-------- Exercise materials --------

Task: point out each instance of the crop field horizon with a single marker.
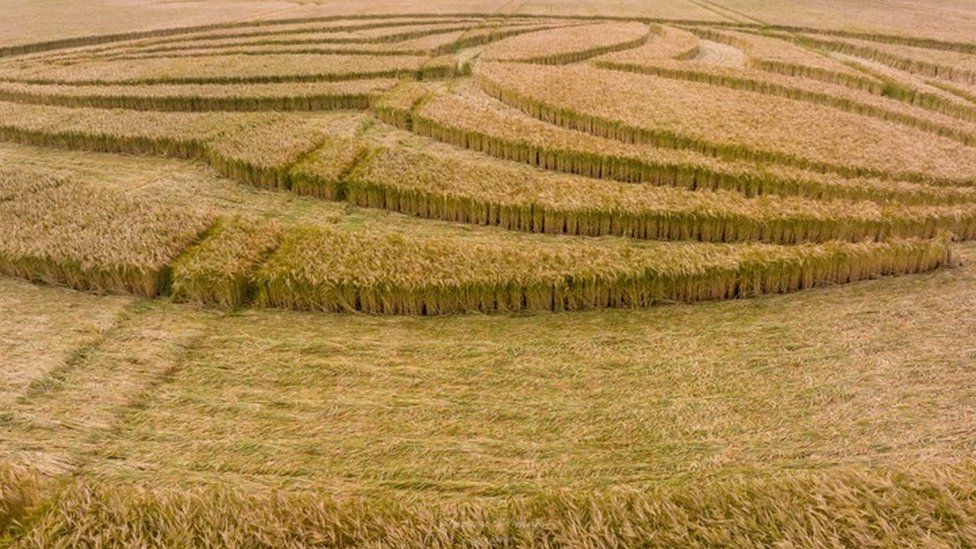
(487, 273)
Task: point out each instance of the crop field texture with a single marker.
(487, 273)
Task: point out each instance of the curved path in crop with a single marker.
(602, 163)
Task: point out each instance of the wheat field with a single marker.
(552, 273)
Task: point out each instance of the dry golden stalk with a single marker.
(666, 43)
(725, 123)
(832, 95)
(218, 270)
(222, 69)
(464, 188)
(945, 65)
(774, 55)
(93, 239)
(323, 172)
(470, 119)
(331, 269)
(568, 45)
(313, 96)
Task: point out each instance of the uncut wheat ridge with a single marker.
(487, 273)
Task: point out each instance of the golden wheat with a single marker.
(568, 45)
(647, 109)
(218, 270)
(225, 69)
(666, 43)
(819, 93)
(778, 56)
(462, 188)
(946, 65)
(852, 507)
(94, 239)
(352, 94)
(470, 119)
(334, 269)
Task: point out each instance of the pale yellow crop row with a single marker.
(256, 148)
(16, 184)
(470, 119)
(946, 65)
(569, 44)
(83, 50)
(311, 96)
(820, 93)
(726, 123)
(665, 43)
(467, 189)
(784, 57)
(222, 69)
(219, 269)
(913, 89)
(385, 36)
(332, 269)
(91, 238)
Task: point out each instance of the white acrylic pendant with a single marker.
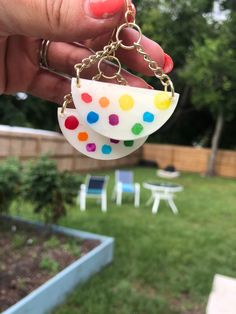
(90, 143)
(124, 112)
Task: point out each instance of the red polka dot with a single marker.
(86, 98)
(71, 123)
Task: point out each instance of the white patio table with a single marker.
(162, 191)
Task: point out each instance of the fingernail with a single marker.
(102, 9)
(168, 63)
(131, 17)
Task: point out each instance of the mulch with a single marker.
(20, 271)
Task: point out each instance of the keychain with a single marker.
(111, 120)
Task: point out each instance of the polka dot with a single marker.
(114, 119)
(86, 98)
(126, 102)
(162, 101)
(148, 117)
(83, 136)
(104, 102)
(71, 123)
(106, 149)
(114, 141)
(137, 129)
(129, 143)
(91, 147)
(92, 117)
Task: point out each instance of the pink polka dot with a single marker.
(71, 123)
(86, 98)
(114, 119)
(91, 147)
(114, 141)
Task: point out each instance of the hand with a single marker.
(24, 23)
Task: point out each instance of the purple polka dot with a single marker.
(114, 141)
(114, 119)
(91, 147)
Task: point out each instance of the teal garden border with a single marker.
(55, 290)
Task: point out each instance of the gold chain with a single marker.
(87, 62)
(67, 100)
(156, 69)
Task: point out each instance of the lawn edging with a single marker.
(55, 290)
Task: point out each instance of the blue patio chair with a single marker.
(124, 183)
(94, 187)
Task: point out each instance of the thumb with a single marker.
(60, 20)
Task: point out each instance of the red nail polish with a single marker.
(105, 8)
(168, 63)
(131, 17)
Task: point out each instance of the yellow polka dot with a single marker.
(126, 102)
(162, 101)
(104, 102)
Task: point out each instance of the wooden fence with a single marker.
(29, 144)
(190, 159)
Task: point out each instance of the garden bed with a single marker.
(31, 254)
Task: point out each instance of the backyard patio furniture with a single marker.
(169, 172)
(94, 187)
(162, 191)
(124, 183)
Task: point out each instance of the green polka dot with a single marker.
(137, 129)
(128, 143)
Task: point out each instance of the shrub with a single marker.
(49, 190)
(10, 183)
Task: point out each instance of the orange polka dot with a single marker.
(104, 102)
(83, 136)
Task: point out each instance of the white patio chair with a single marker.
(124, 184)
(94, 187)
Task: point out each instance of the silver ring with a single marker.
(43, 59)
(43, 54)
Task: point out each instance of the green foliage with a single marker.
(163, 264)
(10, 183)
(18, 240)
(48, 189)
(210, 71)
(52, 242)
(49, 264)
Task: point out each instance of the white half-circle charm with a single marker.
(90, 143)
(122, 111)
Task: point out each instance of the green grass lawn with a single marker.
(163, 264)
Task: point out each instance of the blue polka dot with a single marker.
(106, 149)
(148, 117)
(92, 117)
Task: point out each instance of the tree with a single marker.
(210, 71)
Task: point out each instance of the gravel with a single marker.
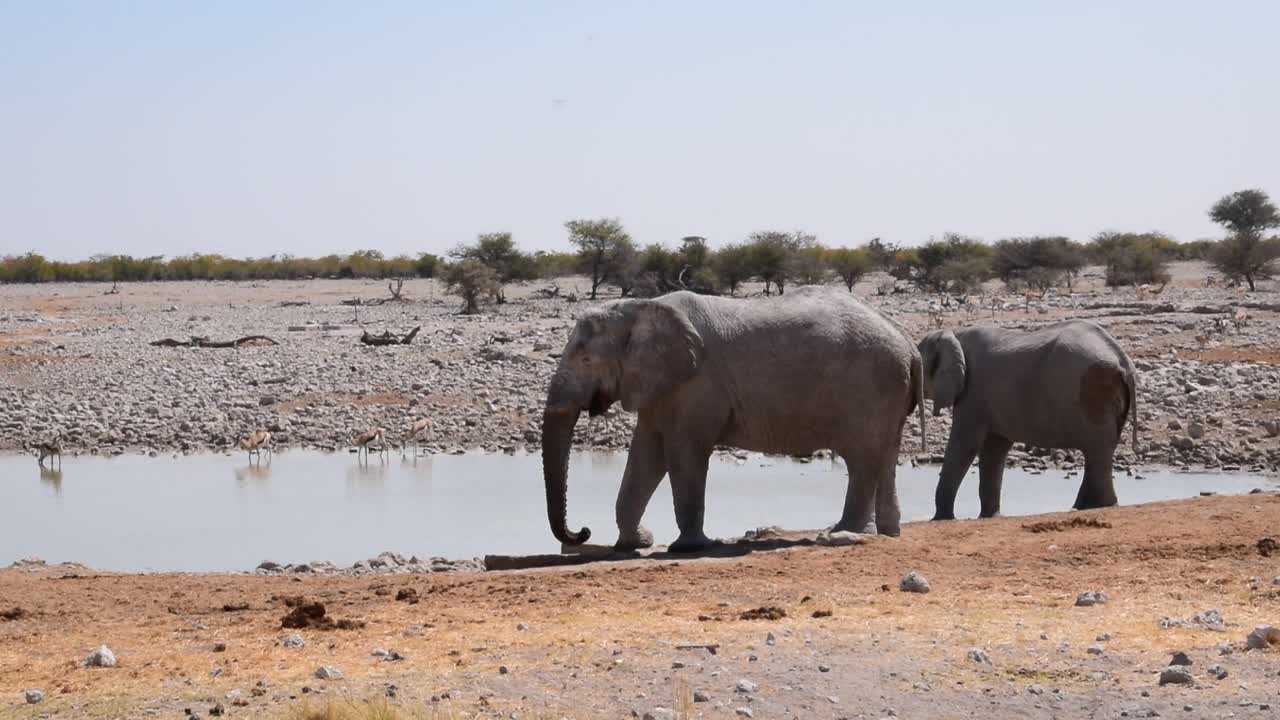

--------

| Aim |
Show every line above that contains the string "golden", copying each one in full. Case counts.

| Exercise solution |
Task: point out each instance of the dry golden stalk with a single marker.
Task: point out each instance of the golden wheat with a single marker.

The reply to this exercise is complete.